Go to the line in the entries below that holds "Point out the wing" and repeat exactly from there through the line that holds "Target: wing feather", inclusive.

[Source data Boundary: Start]

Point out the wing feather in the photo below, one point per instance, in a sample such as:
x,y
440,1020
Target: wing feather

[Source data Boundary: End]
[Source data Boundary: Start]

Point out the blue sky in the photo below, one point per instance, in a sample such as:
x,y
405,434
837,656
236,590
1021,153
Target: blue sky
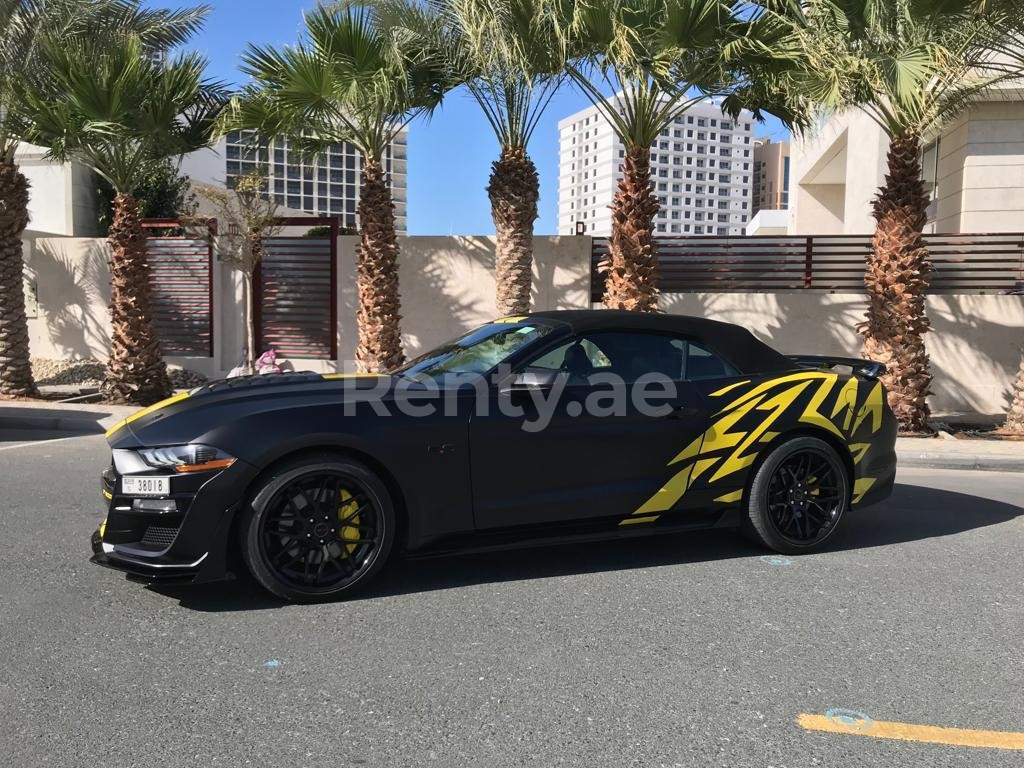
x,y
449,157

[Source data Boundary: End]

**Solution**
Point out the wing feather in the photo below, one point per instance, in a sample such as:
x,y
440,1020
Target: wing feather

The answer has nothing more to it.